* **Instructions to follow**
Starting at the line that contains "Note to the class: point to the thick" and ending at the last line of the material, rewrite those lines with "blue spruce" changed to "evergreen tree" and nothing else altered.

* **Input for this task**
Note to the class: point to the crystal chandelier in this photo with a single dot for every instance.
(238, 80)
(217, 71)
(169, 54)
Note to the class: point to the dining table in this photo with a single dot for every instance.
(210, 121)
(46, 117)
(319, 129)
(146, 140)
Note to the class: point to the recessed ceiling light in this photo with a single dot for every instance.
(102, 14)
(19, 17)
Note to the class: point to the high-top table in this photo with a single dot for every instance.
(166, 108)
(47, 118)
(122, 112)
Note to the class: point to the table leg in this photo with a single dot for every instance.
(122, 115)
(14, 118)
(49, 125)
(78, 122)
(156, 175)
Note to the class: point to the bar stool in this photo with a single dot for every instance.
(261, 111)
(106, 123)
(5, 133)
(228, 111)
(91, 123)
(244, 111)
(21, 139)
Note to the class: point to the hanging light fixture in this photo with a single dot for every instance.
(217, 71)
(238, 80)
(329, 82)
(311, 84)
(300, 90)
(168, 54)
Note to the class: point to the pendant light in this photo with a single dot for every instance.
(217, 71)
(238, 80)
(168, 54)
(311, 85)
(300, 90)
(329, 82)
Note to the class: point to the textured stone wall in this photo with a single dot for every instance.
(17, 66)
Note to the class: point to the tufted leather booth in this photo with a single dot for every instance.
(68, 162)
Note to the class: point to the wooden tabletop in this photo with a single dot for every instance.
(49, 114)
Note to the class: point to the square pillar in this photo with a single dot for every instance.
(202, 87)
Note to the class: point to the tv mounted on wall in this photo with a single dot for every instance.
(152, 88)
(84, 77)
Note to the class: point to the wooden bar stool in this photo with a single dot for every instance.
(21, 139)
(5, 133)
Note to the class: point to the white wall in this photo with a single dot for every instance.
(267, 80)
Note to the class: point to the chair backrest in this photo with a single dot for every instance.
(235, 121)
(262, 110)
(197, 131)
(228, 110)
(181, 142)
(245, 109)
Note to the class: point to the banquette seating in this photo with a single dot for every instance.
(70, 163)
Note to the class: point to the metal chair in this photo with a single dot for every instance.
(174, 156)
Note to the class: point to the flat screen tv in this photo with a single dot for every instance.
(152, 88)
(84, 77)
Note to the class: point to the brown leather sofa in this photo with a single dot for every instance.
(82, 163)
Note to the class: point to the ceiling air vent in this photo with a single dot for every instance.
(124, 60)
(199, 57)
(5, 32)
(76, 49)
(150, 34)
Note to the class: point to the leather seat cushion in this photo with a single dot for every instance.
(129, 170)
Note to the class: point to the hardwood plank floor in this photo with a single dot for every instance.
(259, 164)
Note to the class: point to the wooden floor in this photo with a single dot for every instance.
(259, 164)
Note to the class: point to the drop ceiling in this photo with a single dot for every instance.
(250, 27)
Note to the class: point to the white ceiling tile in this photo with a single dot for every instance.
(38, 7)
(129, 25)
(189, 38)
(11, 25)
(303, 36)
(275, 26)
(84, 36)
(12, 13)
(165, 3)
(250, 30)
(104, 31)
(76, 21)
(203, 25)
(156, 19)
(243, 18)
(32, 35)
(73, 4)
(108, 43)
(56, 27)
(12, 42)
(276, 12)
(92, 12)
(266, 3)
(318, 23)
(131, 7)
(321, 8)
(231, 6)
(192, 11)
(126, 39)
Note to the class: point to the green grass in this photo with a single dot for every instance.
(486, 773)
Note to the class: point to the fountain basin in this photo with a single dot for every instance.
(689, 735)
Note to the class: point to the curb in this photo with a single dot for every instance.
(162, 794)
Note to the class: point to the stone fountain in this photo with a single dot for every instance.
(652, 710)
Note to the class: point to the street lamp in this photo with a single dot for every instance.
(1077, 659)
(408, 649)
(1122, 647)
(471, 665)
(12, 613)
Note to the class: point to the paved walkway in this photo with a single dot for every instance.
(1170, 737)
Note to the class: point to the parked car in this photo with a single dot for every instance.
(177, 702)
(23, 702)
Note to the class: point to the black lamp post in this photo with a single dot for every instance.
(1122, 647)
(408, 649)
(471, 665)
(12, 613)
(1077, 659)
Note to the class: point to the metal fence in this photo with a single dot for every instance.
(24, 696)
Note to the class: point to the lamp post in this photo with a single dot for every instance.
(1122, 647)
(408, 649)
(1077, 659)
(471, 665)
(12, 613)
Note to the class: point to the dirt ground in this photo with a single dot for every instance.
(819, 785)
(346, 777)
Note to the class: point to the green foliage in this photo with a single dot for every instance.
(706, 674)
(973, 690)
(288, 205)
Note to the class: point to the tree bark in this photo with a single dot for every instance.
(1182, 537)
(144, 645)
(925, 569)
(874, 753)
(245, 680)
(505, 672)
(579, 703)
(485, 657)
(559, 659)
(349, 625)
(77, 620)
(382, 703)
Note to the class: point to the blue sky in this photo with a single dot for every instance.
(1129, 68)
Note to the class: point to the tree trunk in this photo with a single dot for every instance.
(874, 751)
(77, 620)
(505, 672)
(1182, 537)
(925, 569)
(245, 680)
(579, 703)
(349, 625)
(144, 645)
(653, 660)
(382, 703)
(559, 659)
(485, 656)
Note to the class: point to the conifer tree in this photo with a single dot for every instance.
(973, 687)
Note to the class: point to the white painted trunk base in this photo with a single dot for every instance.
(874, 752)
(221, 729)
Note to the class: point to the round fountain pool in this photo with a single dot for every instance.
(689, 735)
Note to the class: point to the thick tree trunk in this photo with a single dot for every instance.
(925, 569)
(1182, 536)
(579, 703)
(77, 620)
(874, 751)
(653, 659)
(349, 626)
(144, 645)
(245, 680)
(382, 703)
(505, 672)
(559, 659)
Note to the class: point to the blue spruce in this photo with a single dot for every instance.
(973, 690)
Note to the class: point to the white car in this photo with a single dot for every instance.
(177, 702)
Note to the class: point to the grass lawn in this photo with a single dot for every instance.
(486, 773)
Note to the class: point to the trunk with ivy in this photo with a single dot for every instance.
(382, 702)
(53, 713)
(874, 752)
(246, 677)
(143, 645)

* **Exercise result**
Note to the class: point to the thick tree trunk in this photo with a single dot for every instance.
(925, 569)
(1182, 536)
(579, 703)
(77, 620)
(874, 751)
(653, 659)
(349, 626)
(144, 645)
(245, 680)
(382, 703)
(505, 672)
(559, 659)
Note to the class: point to the evergreen tree in this photo with a single dot for every instance.
(973, 690)
Note to the class: point to the white car in this photo with a single dot for every instance.
(177, 702)
Note to the class: point to the grass lawn in this photo with a single dot for every instance.
(486, 773)
Note to the class: point to the trunk with ivy in this photo with a single dot for every instance.
(382, 702)
(53, 713)
(874, 752)
(246, 677)
(143, 645)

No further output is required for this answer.